**Challenge**
Reproduce the lines from the start up to and including the line containing "621 627 L 700", omitting the pictures.

**Supplied material**
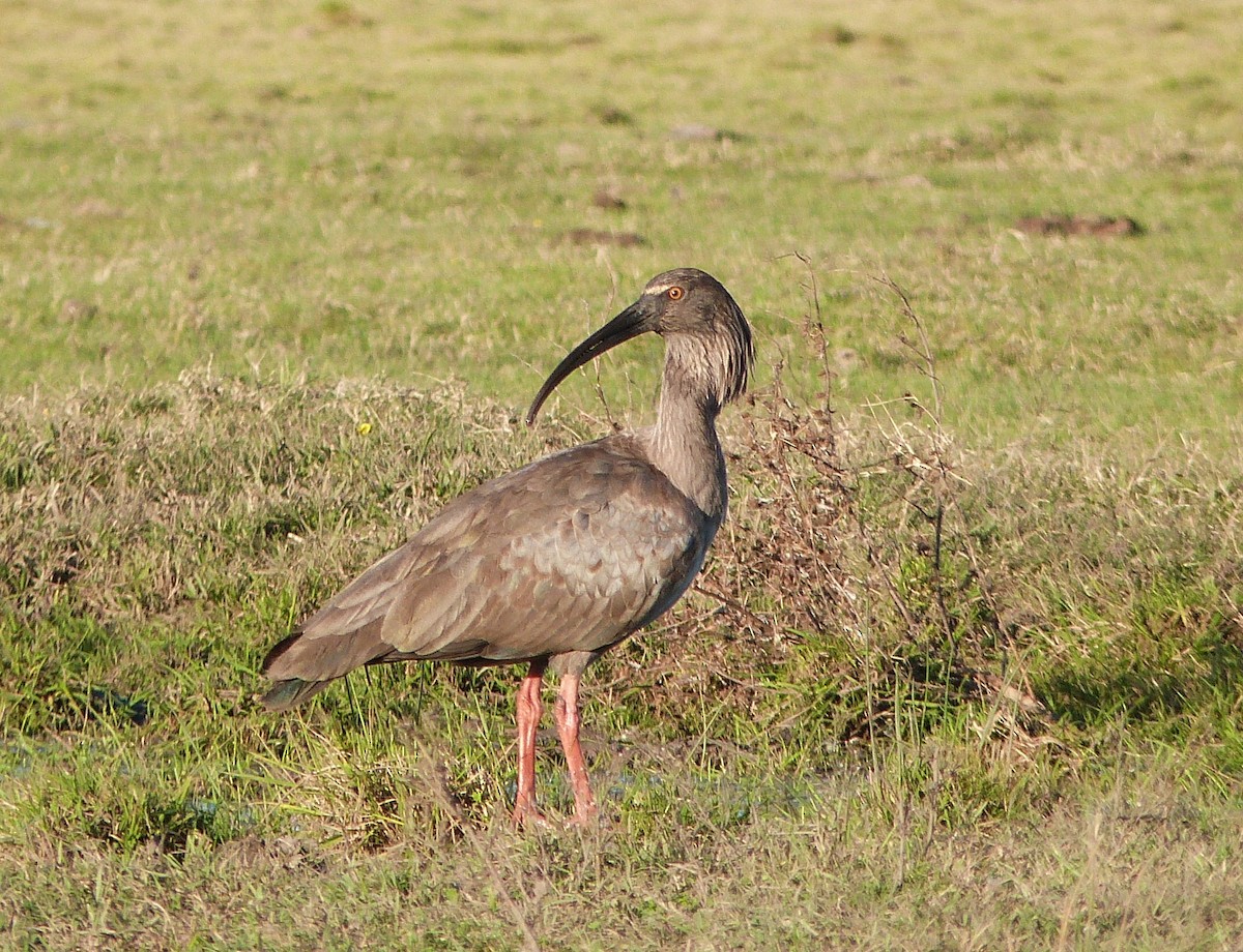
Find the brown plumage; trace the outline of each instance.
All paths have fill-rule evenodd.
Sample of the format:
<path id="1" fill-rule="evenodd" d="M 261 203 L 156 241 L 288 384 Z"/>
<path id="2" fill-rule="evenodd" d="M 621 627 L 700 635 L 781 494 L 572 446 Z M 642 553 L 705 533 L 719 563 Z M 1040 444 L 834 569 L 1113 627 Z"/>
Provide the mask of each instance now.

**Solution for this exercise**
Find the brown plumage; trace the outline of each instance.
All paths have fill-rule evenodd.
Sample of the format:
<path id="1" fill-rule="evenodd" d="M 261 203 L 156 241 L 288 384 Z"/>
<path id="2" fill-rule="evenodd" d="M 621 627 L 700 635 L 781 494 L 572 446 Z M 642 553 L 705 533 L 719 563 Z M 1040 444 L 834 569 L 1113 627 Z"/>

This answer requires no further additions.